— begin INFORMATION SHOWN —
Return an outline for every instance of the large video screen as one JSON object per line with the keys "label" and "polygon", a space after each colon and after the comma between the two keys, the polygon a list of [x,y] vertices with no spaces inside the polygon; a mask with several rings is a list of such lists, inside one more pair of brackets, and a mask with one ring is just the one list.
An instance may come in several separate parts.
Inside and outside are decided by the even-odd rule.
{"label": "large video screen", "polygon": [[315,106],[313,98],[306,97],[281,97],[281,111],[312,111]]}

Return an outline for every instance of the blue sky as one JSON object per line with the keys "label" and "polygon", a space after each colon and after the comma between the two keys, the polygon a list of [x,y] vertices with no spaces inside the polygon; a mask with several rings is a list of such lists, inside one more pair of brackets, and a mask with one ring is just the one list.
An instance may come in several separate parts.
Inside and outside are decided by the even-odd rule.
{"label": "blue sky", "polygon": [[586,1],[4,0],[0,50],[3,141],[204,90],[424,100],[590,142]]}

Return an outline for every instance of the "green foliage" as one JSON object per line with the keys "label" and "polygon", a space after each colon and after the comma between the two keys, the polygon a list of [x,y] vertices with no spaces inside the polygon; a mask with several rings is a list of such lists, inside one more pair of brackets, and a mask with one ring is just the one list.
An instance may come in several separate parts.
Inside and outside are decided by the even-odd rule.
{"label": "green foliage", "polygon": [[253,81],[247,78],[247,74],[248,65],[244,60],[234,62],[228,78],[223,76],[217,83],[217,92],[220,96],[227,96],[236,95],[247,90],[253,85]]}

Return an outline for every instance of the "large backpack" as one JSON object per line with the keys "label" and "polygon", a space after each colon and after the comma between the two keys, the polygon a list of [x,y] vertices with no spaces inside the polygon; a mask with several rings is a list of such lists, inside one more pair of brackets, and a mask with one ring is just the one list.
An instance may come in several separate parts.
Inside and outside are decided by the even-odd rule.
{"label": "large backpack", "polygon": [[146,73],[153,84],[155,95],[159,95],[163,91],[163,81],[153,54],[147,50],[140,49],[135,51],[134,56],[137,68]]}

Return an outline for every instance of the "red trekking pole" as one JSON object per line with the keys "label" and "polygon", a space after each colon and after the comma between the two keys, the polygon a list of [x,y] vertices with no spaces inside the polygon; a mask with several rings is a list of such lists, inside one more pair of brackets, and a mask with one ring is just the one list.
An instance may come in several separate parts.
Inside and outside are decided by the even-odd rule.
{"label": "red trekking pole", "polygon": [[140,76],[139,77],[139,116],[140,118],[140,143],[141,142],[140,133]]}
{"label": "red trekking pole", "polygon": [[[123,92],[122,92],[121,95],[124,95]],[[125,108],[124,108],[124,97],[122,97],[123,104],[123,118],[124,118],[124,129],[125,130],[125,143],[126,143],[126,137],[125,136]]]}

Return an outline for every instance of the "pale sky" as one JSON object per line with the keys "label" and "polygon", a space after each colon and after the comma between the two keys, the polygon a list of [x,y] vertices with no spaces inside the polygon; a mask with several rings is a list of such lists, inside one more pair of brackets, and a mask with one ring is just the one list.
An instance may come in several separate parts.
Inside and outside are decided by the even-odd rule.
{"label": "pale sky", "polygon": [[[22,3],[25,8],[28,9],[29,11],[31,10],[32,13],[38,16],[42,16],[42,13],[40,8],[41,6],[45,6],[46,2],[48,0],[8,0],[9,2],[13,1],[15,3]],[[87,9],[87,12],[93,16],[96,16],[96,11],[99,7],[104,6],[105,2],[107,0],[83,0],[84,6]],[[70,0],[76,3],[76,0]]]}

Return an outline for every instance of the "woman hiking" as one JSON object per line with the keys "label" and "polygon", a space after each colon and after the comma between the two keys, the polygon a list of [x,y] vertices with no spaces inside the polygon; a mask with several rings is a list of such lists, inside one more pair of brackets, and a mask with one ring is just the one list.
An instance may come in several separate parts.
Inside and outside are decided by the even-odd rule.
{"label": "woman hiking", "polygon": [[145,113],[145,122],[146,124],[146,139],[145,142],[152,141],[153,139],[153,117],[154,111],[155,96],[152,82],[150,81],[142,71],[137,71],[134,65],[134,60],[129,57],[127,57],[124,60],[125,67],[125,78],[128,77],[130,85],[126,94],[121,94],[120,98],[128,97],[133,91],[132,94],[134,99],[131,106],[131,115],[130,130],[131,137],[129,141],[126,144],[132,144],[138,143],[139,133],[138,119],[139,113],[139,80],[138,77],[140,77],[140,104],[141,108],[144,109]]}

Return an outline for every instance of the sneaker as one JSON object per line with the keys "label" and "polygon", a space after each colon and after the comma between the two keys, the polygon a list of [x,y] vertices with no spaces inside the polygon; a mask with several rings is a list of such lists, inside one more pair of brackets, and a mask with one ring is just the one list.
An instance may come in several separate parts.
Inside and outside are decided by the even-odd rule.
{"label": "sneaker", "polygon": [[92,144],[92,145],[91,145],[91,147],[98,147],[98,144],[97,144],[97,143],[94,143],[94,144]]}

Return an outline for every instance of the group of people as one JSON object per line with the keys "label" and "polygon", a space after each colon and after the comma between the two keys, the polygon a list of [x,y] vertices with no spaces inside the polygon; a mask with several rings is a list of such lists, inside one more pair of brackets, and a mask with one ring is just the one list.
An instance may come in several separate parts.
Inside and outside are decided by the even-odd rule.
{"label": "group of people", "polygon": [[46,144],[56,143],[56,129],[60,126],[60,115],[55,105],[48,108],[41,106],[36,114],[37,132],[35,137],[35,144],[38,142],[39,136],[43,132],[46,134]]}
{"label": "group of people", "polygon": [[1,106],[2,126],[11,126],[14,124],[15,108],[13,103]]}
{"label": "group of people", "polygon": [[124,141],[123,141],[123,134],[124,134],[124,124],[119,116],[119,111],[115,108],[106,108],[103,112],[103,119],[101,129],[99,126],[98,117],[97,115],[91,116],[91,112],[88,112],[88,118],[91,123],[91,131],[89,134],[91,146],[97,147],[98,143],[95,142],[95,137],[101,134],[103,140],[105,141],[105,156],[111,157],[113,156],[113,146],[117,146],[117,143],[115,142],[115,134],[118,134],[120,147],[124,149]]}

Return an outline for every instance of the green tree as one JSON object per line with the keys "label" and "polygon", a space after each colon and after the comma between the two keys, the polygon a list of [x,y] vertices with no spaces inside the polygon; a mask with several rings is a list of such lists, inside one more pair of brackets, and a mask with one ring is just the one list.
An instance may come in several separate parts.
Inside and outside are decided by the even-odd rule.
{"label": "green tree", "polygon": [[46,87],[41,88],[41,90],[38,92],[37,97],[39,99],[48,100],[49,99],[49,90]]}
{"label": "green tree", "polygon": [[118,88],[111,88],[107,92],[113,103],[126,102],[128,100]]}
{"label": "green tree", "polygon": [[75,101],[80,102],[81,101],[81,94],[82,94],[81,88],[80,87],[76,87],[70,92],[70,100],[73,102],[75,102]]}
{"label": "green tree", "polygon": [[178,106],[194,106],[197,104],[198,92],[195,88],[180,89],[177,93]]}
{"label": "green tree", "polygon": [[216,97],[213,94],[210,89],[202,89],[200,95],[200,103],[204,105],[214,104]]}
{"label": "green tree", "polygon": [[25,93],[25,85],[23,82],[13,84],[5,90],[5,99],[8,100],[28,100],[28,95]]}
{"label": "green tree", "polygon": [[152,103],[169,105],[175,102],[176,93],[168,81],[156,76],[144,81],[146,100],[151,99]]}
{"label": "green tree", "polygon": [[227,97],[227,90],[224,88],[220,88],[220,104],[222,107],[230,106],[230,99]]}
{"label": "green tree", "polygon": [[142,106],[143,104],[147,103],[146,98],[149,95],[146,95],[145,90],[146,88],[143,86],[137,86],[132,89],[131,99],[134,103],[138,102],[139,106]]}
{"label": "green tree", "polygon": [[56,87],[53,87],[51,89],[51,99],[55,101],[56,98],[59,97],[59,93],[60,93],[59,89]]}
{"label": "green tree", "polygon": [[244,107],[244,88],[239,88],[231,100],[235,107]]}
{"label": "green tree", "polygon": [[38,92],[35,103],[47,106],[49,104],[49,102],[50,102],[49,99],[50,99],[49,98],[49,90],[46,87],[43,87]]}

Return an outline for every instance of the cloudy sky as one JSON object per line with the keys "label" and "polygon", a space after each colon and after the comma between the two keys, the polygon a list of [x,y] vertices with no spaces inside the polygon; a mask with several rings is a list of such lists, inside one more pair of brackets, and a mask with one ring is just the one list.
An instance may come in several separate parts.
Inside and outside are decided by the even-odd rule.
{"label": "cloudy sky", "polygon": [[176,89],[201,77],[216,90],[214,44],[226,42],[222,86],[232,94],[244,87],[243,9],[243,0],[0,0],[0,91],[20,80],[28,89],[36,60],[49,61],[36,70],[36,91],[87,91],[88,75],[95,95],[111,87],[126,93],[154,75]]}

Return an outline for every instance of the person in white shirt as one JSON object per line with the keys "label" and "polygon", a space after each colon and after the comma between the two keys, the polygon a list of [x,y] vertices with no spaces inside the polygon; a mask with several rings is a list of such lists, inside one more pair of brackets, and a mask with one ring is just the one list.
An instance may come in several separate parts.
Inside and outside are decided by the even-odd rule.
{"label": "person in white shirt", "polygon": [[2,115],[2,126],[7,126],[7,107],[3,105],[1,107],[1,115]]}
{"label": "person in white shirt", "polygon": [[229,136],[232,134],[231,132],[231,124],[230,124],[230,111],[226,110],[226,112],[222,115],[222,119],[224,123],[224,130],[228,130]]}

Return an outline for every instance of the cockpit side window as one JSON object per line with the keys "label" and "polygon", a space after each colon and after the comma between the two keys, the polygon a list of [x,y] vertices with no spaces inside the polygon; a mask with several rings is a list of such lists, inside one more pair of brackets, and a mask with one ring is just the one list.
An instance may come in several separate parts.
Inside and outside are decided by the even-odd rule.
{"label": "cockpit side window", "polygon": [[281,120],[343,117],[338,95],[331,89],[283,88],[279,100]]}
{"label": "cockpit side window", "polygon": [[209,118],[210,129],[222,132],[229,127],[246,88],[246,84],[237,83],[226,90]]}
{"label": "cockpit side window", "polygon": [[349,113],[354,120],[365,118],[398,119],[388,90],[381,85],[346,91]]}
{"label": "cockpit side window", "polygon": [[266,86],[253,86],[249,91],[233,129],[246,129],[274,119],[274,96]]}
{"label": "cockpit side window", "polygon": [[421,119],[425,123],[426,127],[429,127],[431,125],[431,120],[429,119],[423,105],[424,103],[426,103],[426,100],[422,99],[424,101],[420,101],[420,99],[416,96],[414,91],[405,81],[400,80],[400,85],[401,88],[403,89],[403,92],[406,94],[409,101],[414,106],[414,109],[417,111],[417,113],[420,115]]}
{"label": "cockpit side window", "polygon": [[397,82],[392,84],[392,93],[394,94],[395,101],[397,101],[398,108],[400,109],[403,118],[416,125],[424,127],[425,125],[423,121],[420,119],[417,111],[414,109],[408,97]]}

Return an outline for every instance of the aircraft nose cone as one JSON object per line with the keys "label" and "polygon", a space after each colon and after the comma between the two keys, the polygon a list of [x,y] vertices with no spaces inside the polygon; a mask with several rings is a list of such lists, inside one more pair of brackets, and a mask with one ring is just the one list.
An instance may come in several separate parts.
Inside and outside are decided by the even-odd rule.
— end INFORMATION SHOWN —
▶ [THE PROBLEM]: Please rewrite the lines from the one containing "Return an outline for every instance of the aircraft" through the last line, replacing "even-odd" with "nonzero" and leaving everything else unchanged.

▶ [EXPECTED OUTPUT]:
Return an outline for every instance of the aircraft nose cone as one JSON object per line with the keys "label" and "polygon", a space after each colon and after the comma between the two keys, the polygon a list of [x,y] vertices with no spaces inside the polygon; a mask with several rings is a list of such lists, inside one more pair of brackets, and a mask with one ring is just the one list.
An instance may come in several separate parts.
Inside and outside are decided by the nonzero rule.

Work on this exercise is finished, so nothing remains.